[The problem]:
Copy out the data below, changing every "query" to "prompt" and leaving everything else as it is.

[Supplied data]:
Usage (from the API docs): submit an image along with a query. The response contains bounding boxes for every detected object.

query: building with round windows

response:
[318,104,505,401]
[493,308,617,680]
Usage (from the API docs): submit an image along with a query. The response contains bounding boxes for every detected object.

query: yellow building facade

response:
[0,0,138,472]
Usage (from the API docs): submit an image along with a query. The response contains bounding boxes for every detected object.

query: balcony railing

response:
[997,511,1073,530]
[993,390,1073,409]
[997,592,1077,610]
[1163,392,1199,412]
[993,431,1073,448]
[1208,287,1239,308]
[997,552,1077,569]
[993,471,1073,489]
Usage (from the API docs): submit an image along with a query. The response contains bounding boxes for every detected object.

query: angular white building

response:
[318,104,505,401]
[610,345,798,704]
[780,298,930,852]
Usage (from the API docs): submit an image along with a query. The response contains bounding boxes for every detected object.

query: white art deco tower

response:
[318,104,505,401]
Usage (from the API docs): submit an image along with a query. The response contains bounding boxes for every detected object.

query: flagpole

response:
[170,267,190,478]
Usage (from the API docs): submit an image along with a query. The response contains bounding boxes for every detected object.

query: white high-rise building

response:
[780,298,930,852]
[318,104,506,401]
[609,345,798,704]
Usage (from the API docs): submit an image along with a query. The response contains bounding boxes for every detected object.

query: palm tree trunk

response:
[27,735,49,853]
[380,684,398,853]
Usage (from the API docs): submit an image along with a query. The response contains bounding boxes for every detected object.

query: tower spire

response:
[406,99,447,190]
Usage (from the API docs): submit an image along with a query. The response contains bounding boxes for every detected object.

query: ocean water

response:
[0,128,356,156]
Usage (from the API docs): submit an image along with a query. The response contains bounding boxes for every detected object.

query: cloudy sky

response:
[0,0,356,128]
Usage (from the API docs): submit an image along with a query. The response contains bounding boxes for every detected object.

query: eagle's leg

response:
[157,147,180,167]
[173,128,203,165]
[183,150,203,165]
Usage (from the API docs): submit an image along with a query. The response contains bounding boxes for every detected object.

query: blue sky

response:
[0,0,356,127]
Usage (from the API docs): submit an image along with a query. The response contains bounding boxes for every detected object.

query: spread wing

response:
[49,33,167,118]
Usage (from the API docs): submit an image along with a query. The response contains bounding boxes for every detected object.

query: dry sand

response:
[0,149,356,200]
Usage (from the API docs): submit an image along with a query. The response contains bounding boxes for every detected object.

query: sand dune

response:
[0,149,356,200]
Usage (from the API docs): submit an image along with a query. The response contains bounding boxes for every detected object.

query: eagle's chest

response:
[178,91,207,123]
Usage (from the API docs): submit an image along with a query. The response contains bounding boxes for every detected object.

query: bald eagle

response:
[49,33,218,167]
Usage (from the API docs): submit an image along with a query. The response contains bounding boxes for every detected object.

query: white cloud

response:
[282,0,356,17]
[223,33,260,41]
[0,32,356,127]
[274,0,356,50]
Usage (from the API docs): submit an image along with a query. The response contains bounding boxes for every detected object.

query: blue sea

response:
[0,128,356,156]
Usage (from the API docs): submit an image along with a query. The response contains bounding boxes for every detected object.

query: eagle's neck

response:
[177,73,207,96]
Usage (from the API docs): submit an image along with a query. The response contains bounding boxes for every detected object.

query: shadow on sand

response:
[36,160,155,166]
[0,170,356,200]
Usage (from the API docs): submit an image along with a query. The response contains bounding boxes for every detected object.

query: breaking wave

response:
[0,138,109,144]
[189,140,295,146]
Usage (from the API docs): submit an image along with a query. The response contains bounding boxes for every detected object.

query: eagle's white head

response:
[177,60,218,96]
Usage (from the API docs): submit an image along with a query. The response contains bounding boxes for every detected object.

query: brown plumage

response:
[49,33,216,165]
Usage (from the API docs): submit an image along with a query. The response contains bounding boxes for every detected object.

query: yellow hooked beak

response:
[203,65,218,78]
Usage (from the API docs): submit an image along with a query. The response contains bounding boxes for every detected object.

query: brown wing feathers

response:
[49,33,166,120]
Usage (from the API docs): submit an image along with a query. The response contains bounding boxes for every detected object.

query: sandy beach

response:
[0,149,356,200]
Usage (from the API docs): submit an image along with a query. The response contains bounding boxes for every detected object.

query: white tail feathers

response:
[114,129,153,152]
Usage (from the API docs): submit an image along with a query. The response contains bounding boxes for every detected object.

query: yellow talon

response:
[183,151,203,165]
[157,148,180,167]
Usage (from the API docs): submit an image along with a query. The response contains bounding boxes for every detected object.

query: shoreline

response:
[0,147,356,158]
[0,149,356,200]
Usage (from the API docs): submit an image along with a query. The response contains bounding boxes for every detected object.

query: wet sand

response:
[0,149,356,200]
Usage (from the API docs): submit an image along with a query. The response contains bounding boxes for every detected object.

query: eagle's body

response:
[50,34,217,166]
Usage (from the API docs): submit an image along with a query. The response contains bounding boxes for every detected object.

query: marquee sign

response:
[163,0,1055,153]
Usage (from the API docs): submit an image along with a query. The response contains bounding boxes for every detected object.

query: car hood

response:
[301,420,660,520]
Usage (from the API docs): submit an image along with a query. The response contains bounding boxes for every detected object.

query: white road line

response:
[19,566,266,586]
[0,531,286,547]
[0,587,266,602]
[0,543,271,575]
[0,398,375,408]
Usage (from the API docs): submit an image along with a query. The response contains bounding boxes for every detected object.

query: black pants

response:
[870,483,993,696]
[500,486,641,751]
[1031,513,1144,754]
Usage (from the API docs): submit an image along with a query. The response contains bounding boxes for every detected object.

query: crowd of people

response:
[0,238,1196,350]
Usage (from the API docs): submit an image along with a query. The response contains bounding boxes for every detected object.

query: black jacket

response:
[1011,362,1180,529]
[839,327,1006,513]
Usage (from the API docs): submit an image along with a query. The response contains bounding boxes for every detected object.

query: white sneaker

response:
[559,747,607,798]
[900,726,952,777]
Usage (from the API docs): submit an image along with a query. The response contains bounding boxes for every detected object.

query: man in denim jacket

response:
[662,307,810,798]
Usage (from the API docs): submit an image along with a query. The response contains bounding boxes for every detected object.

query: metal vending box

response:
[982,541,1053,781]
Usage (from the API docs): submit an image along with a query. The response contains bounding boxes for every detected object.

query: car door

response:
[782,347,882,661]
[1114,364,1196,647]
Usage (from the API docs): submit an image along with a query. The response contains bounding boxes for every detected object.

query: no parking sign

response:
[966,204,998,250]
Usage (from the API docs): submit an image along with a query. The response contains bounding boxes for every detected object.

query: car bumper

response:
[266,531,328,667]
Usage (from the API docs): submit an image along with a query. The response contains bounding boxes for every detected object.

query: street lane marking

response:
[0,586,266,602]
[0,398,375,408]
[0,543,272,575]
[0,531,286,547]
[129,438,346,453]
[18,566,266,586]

[Solution for this exercise]:
Usage (from the API docs): submit an image along with a prompt. The response contains bounding boxes for every detected object.

prompt: building with round windows

response:
[318,104,505,401]
[493,308,617,680]
Usage (from the API docs): submit an image along with a prompt. The response contains bounding boxes for every detected object.

prompt: yellow building facade

response:
[0,0,138,472]
Usage (from the API docs): submit an image along with a prompt. The response contains bounding boxes for every detected object.

prompt: balcony railing

response:
[997,511,1073,530]
[993,390,1073,409]
[997,592,1077,610]
[1163,392,1199,412]
[993,431,1073,448]
[1208,287,1239,308]
[997,552,1077,569]
[993,471,1073,489]
Usage (from the API docs): submit an image along with a prompt. The response contains bounding boxes for every detected object.

prompt: angular white building

response:
[318,104,505,401]
[610,345,798,704]
[780,298,930,852]
Usage (from the API docs): submit an image along with a prompt. The response contains bounding boxes for every detected object.

prompt: white art deco tower

response:
[318,104,505,401]
Usage (from the API docs): submit an image along with a prompt. The response contains bounding boxes for every detected object.

prompt: flagpole

response:
[170,267,190,478]
Usage (from the API docs): submit an image along with a prompt. The response contains bounding boxes for every detected object.

prompt: white high-rise building

response:
[780,298,930,852]
[318,104,506,401]
[609,345,798,704]
Usage (from the API docs): submit an image along with a prompt. The response contains bounding boxes for every detected object.

prompt: palm tree trunk

response:
[27,735,49,853]
[380,684,398,853]
Usage (from the API docs): submit an image along with a prompt. The response contains bounding boxes for every detected object.

prompt: tower spire

response:
[406,99,447,190]
Usage (from the API docs): submit an image along with a prompt. The response contains bounding boxes for every detected object.

prompt: ocean water

response:
[0,128,356,156]
Usage (from the API docs): submit an image along with a prompt. The response contains bounding boxes for every detected object.

prompt: cloudy sky

response:
[0,0,356,128]
Usage (from the API docs): submit an image along with a prompt. The response contains bounding boxes for every detected object.

prompt: eagle's leg

response:
[157,147,180,167]
[173,128,203,165]
[183,150,203,165]
Usage (from the API docs): submit an image along with a prompt. The response contains bounding boxes for every detected object.

prompt: blue sky

response:
[0,0,356,127]
Usage (from the API docs): submit an image along with a prompt. The response contains bounding boxes for every detected object.

prompt: spread wing

response:
[49,33,167,118]
Usage (from the API docs): submit an image along with a prompt. The response contains bounding boxes for every detected object.

prompt: dry sand

response:
[0,149,356,200]
Usage (from the API docs): submit an image along with a prompt. The response contains bounding boxes for every detected object.

prompt: sand dune

response:
[0,149,356,200]
Usage (from the API docs): submit an image along with a prompt. The response contains bounding boxes for every detected object.

prompt: eagle's chest

response:
[178,91,207,123]
Usage (from the API docs): submit an image along with a prompt. The response contains bounding boxes for every detected object.

prompt: bald eagle

response:
[49,33,218,167]
Usage (from the API docs): submit an image along with a prompt. The response contains bounding boxes for every detected object.

prompt: white cloud

response:
[282,0,356,17]
[223,33,260,41]
[0,32,356,127]
[274,0,356,50]
Usage (from the API docs): submit an image along with a prompt. The response contains bounding boxes for every detected object.

prompt: blue sea

response:
[0,128,356,156]
Usage (from the API docs): submit an image along with a prompt. The response contains bounding boxes for every detected object.

prompt: eagle's neck

response:
[177,73,207,96]
Usage (from the API docs): submit an image along with a prompt. The response contains bounding boxes for every detected object.

prompt: shadow on sand

response:
[36,160,155,166]
[0,170,356,200]
Usage (from the API docs): submit an image along with a prompt. The response contains bounding boxes for every detected object.

prompt: breaking wave

response:
[0,138,109,144]
[189,140,295,146]
Usage (from the API docs): submit an image along with a prompt. The response contains bounding boxes for every detected object.

prompt: eagle's white head

response:
[177,60,218,96]
Usage (from the API docs): submit an image along with a prompt. The response contains bounding boxes for every detected object.

prompt: brown plumage

response:
[49,33,216,165]
Usage (from the API docs): submit an image along with a prompt. The response contains bounding boxes for every detected object.

prompt: yellow hooked beak

response:
[203,65,218,78]
Usage (from the API docs): submit an image along with a prompt. The response contains bounding boxes for every detected object.

prompt: brown wing feathers

response:
[49,33,166,120]
Usage (from the API docs): submit an image along with a prompt. The response contains bounding boxes for every detected object.

prompt: sandy beach

response:
[0,149,356,200]
Usage (from the API docs): submit an image along with a prompt. The response contains bounding boxes for every detected object.

prompt: white tail feathers

response:
[114,129,153,152]
Usage (from the API docs): submit an image along with a prompt. The response contains bounding boxes for every detected object.

prompt: yellow talon

response:
[183,151,203,165]
[157,148,180,167]
Usage (from the API docs): submit an image along with a prompt. The response contains bounding boxes for every detected object.

prompt: shoreline

response:
[0,147,356,158]
[0,149,356,200]
Usage (from the API docs): submit an image along with a prompt. The response contains bounding boxes for every detected object.

prompt: wet sand

response:
[0,149,356,200]
Usage (from the API docs): submit an image along with a prompt. The response contains bounding boxes for every detected object.

prompt: eagle's body

response:
[50,34,217,166]
Usage (from the API docs): submit an image along with a prompt. The response contains bounding boxes for every detected object.

prompt: marquee sign

response:
[163,0,1055,153]
Usage (from the API docs): submit an image along with a prompt. The response contains bounding boxes for every detected object.

prompt: car hood

response:
[301,420,660,520]
Usage (from the API docs): submit an image along with a prompt. The response contains bounding boxes for every detected object.

prompt: white road line

response:
[19,566,266,586]
[0,531,286,547]
[0,587,266,602]
[0,543,271,575]
[0,398,375,408]
Usage (from the API docs): submit an image along with a prompt. The response contains bounding boxes for every detected object.

prompt: black pants

response:
[870,483,993,696]
[500,486,641,751]
[1031,513,1144,754]
Usage (from the API docs): submit an image along with a prompt. The response contains bounding boxes for every detected object.

prompt: crowd of people

response:
[0,238,1196,350]
Usage (from the API docs): submit an image along with a prompt. The response contains bounding boxes for every detected object.

prompt: black jacket

response:
[1011,362,1180,529]
[839,327,1006,513]
Usage (from the API docs): submit an image along with a prompt. The response contains bounding boxes for every detected object.

prompt: white sneaker

response:
[559,747,607,798]
[900,726,952,777]
Usage (from the API docs): submit an image along with a prompt. The response contains bounding boxes for every detected object.

prompt: man in denim jacket

response:
[662,307,810,798]
Usage (from the API docs): submit an image along with a prompt. The response contains bounding boxes for every detected object.

prompt: metal vending box

response:
[982,541,1053,781]
Usage (from the API docs): submit an image along with a prompt. The response contains bounding boxes for every detected object.

prompt: car door

response:
[782,347,882,661]
[1114,364,1196,647]
Usage (from the API docs): submit an image along with a prompt. The response contains bounding boxes for every detected object.

prompt: no parking sign

response:
[966,204,998,250]
Usage (from the API docs): submit an image along with a prompt. The response contains bounding boxes for every detected object.

prompt: car bumper

response:
[266,531,328,667]
Usage (from the API docs): submit an image along with a prompt. The response contains bounding boxes for every detected object.

prompt: street lane marking

response:
[0,586,266,602]
[0,398,375,408]
[0,543,272,575]
[0,531,286,547]
[129,438,346,453]
[18,566,266,586]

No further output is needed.